▶ **Instructions for the task**: Write down every entry below once more, exactly.
------------------------------------------------------------------------
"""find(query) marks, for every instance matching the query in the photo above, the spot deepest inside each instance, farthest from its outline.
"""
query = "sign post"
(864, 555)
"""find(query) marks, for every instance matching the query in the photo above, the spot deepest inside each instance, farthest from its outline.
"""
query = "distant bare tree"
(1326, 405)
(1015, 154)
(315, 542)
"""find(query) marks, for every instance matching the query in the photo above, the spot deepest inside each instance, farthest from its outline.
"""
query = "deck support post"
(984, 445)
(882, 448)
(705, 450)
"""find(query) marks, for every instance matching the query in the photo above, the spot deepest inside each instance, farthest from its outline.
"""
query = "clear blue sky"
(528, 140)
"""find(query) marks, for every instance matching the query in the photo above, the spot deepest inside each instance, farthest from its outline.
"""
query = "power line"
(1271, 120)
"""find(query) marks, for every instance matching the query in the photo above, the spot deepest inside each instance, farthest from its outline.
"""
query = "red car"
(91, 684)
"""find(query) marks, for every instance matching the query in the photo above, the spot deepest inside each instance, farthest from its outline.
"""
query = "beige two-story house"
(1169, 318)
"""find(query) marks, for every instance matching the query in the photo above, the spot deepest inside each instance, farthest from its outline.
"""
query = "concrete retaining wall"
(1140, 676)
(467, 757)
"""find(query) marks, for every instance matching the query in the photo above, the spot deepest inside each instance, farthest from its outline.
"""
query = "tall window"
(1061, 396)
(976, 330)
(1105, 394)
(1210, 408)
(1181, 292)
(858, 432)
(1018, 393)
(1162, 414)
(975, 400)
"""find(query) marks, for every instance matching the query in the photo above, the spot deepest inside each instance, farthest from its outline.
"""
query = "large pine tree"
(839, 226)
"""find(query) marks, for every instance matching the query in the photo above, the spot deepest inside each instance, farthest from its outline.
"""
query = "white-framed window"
------------------------------------------------------------------------
▶ **Exercise result**:
"""find(query) marks, for every instance matching the query in the photo above, the spot deepest inside each instance, farthest from its outline.
"""
query = "sign post"
(864, 555)
"""find(query) marks, for every instance matching the query in the photo above, the spot deepest inside each instance, farthest from its outline.
"""
query = "distant bare tree"
(1326, 405)
(1015, 154)
(315, 542)
"""find(query) marks, for every instance matching the query in the photo above, the spot deepest inside each instance, farthest from its outline.
"""
query = "deck support post"
(984, 445)
(882, 448)
(705, 450)
"""find(query) marks, for every instance matching the query in the photo above, the spot deepest inside each instance, farthest from its outline.
"""
query = "clear blue sky"
(528, 140)
"""find(query) marks, for every instance matching the query in the photo above, the spot deepest inside each instance, farthest from its outline.
"""
query = "power line"
(1271, 120)
"""find(query) marks, for every instance matching the query in the photo above, the spot deepest inside each instance, farthest from its outline.
"""
query = "red car"
(91, 684)
"""find(query) marks, for every instance matching the query in the photo above, the spot deepest inside each instance, farthest from its outline.
"""
query = "beige two-story house"
(1169, 318)
"""find(query) marks, for every instance matching the query in the photo above, the spot deepest inside each instance, farthest from its outline.
"""
query = "concrete retaining wall"
(1140, 676)
(467, 757)
"""find(query) marks, for every instance matching the query in the photo above, the spot deepest inside each instance, farthest from its outline.
"""
query = "tall window"
(1061, 396)
(976, 330)
(1105, 394)
(1210, 408)
(1181, 292)
(858, 432)
(1018, 393)
(1162, 414)
(975, 400)
"""find(query) marks, for every instance matching the query in the photo above, the spot deepest inside each instance, farthest from its outline.
"""
query = "large pine tree"
(839, 226)
"""find(query) marks, for every instance matching the query in the photo above, the spot deepest inside each instance, farthest from its outline.
"""
query = "white-framed window"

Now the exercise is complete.